**Set task**
Restate the whole listing exactly.
===== Input for this task =====
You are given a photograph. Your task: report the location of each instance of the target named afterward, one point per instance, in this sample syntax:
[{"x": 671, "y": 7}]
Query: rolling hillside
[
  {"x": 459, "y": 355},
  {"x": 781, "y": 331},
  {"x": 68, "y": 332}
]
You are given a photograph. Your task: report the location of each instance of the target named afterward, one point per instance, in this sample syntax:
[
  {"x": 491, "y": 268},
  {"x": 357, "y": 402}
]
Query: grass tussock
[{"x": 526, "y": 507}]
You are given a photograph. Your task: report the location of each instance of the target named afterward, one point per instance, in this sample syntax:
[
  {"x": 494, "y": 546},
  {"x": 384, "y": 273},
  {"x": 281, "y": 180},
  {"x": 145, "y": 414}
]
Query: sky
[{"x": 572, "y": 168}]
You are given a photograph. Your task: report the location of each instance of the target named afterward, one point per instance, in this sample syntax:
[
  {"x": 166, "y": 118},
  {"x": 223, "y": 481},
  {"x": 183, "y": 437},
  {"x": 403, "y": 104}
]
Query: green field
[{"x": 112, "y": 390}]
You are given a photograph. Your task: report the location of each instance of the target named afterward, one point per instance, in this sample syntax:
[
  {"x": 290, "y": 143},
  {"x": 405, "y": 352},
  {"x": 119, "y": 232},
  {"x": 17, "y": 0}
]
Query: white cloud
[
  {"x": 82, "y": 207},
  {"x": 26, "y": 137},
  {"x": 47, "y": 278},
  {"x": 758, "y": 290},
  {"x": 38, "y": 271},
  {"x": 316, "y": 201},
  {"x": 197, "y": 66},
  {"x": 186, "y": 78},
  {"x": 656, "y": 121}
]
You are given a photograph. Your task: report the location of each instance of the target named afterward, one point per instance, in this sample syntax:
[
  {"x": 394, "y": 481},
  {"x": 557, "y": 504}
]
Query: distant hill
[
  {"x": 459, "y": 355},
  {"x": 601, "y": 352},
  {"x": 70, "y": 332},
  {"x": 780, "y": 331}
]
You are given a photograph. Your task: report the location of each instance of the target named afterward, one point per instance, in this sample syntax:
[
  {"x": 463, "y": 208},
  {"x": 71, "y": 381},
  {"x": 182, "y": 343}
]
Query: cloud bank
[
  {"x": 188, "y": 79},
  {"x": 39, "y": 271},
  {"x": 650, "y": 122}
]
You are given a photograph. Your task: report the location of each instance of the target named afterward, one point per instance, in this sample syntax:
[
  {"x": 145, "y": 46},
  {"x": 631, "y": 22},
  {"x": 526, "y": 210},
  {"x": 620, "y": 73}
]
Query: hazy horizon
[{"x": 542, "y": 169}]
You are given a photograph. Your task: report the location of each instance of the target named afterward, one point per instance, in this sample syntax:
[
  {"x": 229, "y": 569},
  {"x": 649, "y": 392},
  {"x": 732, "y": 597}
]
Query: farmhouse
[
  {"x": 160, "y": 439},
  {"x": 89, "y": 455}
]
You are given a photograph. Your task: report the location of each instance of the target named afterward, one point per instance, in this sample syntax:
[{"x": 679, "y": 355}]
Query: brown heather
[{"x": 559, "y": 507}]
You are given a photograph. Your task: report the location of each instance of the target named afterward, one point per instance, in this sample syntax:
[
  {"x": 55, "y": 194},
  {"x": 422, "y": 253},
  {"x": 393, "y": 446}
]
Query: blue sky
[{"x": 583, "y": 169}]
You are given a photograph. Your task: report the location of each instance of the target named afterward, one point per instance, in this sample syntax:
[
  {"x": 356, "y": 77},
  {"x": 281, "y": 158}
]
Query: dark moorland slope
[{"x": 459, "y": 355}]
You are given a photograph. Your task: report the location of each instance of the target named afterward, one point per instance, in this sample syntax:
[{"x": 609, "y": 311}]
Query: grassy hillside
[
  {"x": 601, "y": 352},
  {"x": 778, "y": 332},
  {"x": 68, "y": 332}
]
=====
**Output for this exercise**
You are given a photograph. Your task: report the location of each instance of the target named afterward, one point per instance, in this sample syntax:
[{"x": 671, "y": 7}]
Query: rolling hillside
[
  {"x": 459, "y": 355},
  {"x": 781, "y": 331},
  {"x": 68, "y": 332}
]
You are given a photograph. Your task: report the location of each instance of the target named afterward, one point per instance, in this sample syntax:
[
  {"x": 491, "y": 268},
  {"x": 357, "y": 402}
]
Query: grass tussock
[{"x": 526, "y": 507}]
You are given a photograph. Your task: report the location of each instance of the target named afterward, one point per instance, in this sample syntax:
[
  {"x": 494, "y": 546},
  {"x": 384, "y": 273},
  {"x": 281, "y": 180},
  {"x": 145, "y": 414}
]
Query: sky
[{"x": 572, "y": 168}]
You are given a photograph. Your task: report the location of each instance of the target named afterward, one point per instance, in this sample syntax:
[
  {"x": 166, "y": 118},
  {"x": 223, "y": 481},
  {"x": 183, "y": 437},
  {"x": 403, "y": 104}
]
Query: green field
[{"x": 112, "y": 390}]
You are given a photograph. Your task: report the location of each instance of the target named afterward, one point per instance, in this sample syntax:
[
  {"x": 290, "y": 143},
  {"x": 405, "y": 352},
  {"x": 119, "y": 232},
  {"x": 17, "y": 0}
]
Query: white cloud
[
  {"x": 82, "y": 207},
  {"x": 26, "y": 137},
  {"x": 47, "y": 278},
  {"x": 758, "y": 290},
  {"x": 38, "y": 271},
  {"x": 316, "y": 201},
  {"x": 197, "y": 66},
  {"x": 186, "y": 78},
  {"x": 656, "y": 121}
]
You are given a photograph. Your task: report the location of each instance of the target named afterward, one point per instance, in this sample syntax:
[
  {"x": 394, "y": 481},
  {"x": 557, "y": 504}
]
Query: distant hill
[
  {"x": 459, "y": 355},
  {"x": 601, "y": 352},
  {"x": 70, "y": 332},
  {"x": 780, "y": 331}
]
You are given a photograph. Your task: report the location of each instance of the target named afterward, one point per instance, in this sample syntax:
[
  {"x": 463, "y": 208},
  {"x": 71, "y": 381},
  {"x": 182, "y": 343}
]
Query: cloud bank
[
  {"x": 188, "y": 79},
  {"x": 39, "y": 271},
  {"x": 650, "y": 122}
]
You are given a photograph. Your task: report the location of each instance of the target named afterward, one point per instance, in this sample syntax:
[
  {"x": 145, "y": 46},
  {"x": 631, "y": 22},
  {"x": 526, "y": 210},
  {"x": 620, "y": 73}
]
Query: hazy horizon
[{"x": 542, "y": 169}]
You are given a photograph. Your task: report the location of each instance of the target named afterward, one point per instance, in this sample syntax:
[
  {"x": 229, "y": 569},
  {"x": 649, "y": 392},
  {"x": 732, "y": 597}
]
Query: farmhouse
[
  {"x": 160, "y": 439},
  {"x": 89, "y": 455}
]
You are given a photograph. Your task: report the location of each instance of the target named afterward, one point per instance, in this sample syntax:
[{"x": 679, "y": 355}]
Query: brown heather
[{"x": 559, "y": 507}]
You are given a photograph. Your task: report the location of each instance of the target named afterward, one point per instance, in this sample syntax:
[
  {"x": 55, "y": 194},
  {"x": 422, "y": 253},
  {"x": 393, "y": 446}
]
Query: blue sky
[{"x": 583, "y": 169}]
You are given a photograph. Your task: report the location of each instance of the target named afterward, one point per instance, in this sample syntax:
[
  {"x": 356, "y": 77},
  {"x": 281, "y": 158}
]
Query: dark moorland slope
[{"x": 459, "y": 355}]
You are given a photograph. Your task: report the location of each instance of the target named afterward, one point per instance, in this sample syntax:
[{"x": 609, "y": 311}]
Query: grassy hillside
[
  {"x": 601, "y": 352},
  {"x": 778, "y": 332},
  {"x": 68, "y": 332}
]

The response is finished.